start PROVIDED INFORMATION

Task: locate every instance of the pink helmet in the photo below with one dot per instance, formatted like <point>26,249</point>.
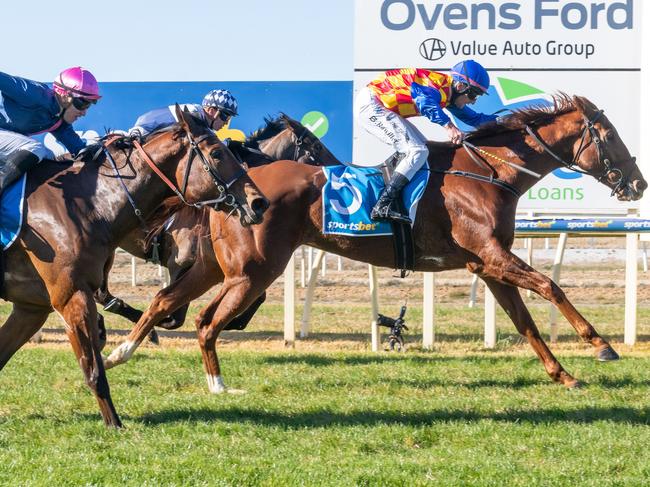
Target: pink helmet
<point>78,83</point>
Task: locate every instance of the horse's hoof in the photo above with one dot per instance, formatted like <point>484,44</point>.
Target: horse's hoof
<point>108,363</point>
<point>153,337</point>
<point>607,355</point>
<point>236,391</point>
<point>574,385</point>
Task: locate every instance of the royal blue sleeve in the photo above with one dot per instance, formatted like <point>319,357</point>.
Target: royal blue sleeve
<point>469,116</point>
<point>23,91</point>
<point>427,100</point>
<point>69,138</point>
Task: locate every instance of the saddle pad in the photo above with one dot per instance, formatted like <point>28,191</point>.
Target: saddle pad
<point>11,212</point>
<point>351,192</point>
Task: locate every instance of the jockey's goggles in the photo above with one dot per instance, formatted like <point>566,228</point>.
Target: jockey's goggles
<point>223,116</point>
<point>82,103</point>
<point>473,93</point>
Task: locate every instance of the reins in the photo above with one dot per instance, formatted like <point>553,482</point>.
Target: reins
<point>474,151</point>
<point>619,180</point>
<point>222,186</point>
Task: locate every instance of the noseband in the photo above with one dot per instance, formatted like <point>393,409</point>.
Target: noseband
<point>225,197</point>
<point>618,179</point>
<point>223,186</point>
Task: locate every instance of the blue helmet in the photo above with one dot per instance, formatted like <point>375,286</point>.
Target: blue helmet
<point>472,73</point>
<point>221,99</point>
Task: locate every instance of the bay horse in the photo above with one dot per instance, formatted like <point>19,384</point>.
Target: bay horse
<point>466,218</point>
<point>184,236</point>
<point>77,216</point>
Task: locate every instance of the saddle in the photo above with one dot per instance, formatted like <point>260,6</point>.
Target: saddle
<point>403,245</point>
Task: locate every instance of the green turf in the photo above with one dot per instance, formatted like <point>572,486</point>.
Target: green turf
<point>335,419</point>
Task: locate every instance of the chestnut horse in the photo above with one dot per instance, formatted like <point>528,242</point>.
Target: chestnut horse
<point>466,218</point>
<point>77,216</point>
<point>179,239</point>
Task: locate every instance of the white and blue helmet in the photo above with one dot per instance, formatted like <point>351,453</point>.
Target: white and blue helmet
<point>221,99</point>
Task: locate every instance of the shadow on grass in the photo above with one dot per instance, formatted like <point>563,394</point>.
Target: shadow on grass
<point>327,418</point>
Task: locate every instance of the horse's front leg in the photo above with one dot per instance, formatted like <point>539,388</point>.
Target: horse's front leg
<point>80,316</point>
<point>234,298</point>
<point>510,300</point>
<point>506,267</point>
<point>191,285</point>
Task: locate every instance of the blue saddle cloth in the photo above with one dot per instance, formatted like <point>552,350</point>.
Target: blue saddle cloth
<point>351,192</point>
<point>12,203</point>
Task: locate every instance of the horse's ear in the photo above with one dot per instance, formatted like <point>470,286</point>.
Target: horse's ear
<point>584,105</point>
<point>180,116</point>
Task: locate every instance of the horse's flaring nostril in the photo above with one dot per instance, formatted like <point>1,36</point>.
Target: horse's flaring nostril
<point>260,205</point>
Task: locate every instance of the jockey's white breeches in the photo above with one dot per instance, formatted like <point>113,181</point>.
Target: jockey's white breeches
<point>393,130</point>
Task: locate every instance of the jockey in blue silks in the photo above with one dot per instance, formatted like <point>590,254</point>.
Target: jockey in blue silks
<point>383,106</point>
<point>217,108</point>
<point>29,108</point>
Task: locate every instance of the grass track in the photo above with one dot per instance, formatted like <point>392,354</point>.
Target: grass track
<point>337,418</point>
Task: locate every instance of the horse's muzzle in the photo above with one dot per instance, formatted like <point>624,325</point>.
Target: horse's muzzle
<point>253,212</point>
<point>632,191</point>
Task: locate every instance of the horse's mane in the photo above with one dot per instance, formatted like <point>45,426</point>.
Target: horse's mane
<point>531,115</point>
<point>271,128</point>
<point>167,208</point>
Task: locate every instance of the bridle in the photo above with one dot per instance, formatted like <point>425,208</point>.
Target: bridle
<point>310,155</point>
<point>225,197</point>
<point>590,129</point>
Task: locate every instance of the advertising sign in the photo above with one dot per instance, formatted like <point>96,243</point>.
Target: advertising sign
<point>327,114</point>
<point>532,50</point>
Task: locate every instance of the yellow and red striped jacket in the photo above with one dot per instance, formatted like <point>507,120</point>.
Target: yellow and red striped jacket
<point>393,88</point>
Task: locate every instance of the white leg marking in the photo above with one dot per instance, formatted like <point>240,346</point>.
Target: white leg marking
<point>215,384</point>
<point>120,355</point>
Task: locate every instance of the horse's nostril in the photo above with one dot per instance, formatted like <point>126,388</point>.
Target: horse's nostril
<point>260,205</point>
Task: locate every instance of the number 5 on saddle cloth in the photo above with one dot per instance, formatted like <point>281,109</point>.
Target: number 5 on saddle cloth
<point>349,196</point>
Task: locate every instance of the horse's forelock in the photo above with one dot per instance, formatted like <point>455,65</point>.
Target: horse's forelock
<point>272,127</point>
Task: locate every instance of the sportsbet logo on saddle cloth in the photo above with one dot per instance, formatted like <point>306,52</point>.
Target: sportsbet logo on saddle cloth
<point>351,192</point>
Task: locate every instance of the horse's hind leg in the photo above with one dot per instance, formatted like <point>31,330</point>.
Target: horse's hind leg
<point>510,300</point>
<point>80,316</point>
<point>506,267</point>
<point>190,286</point>
<point>234,298</point>
<point>21,325</point>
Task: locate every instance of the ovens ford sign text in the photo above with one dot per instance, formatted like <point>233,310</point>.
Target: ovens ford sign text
<point>540,14</point>
<point>557,32</point>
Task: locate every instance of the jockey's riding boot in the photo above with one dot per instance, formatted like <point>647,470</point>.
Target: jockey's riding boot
<point>15,166</point>
<point>389,205</point>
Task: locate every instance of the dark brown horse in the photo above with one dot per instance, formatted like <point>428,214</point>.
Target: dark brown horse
<point>466,219</point>
<point>77,216</point>
<point>185,236</point>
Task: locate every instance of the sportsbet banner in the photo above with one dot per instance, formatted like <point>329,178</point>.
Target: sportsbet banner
<point>532,49</point>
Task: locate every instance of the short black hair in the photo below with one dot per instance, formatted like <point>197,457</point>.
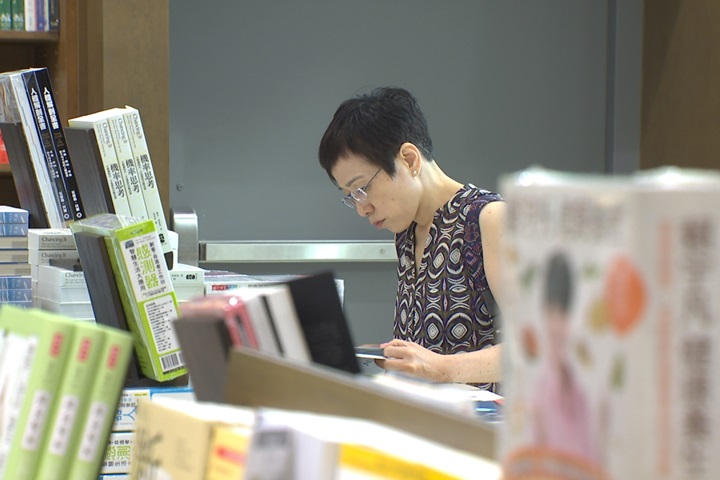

end PROVIDED INFORMATION

## WHAT THE TASK REQUIRES
Reproduce verbatim the part of the items that opens with the line containing "Task: locate every instance of the yellow" and closes with the line containing "<point>21,325</point>", including both of those lines.

## FINAL RESULT
Task: locate every instance of the yellow and red striped jacket in the photo above with one dot per instance, formatted like <point>507,120</point>.
Target: yellow and red striped jacket
<point>393,88</point>
Task: locate every instance of the white leg marking in the photo above with one dot per instance, formatted like <point>240,346</point>.
Target: white leg marking
<point>215,384</point>
<point>120,355</point>
Task: locate every instance of the horse's nostril in the photo above with one dot per instance, formatted like <point>126,388</point>.
Target: horse's nostril
<point>260,205</point>
Task: locate every instance of the number 5 on saddle cloth in the photo above with one dot per instance, formatted like <point>281,109</point>.
Target: number 5 on saddle cloth
<point>349,196</point>
Task: locate every instance of the horse's forelock in the photo above with one dot per instance, formatted like <point>455,65</point>.
Target: horse's forelock
<point>272,127</point>
Task: locate every instance of the sportsbet logo on saddle cloth in the photo above with one dot per instance, formatted like <point>306,52</point>.
Target: sportsbet logo on saddle cloth
<point>351,192</point>
Task: locate every instance of the horse's hind leg in the photo above with one dot per instance, formatted like <point>31,330</point>.
Target: horse's hind leg
<point>510,300</point>
<point>80,316</point>
<point>506,267</point>
<point>190,286</point>
<point>234,298</point>
<point>21,325</point>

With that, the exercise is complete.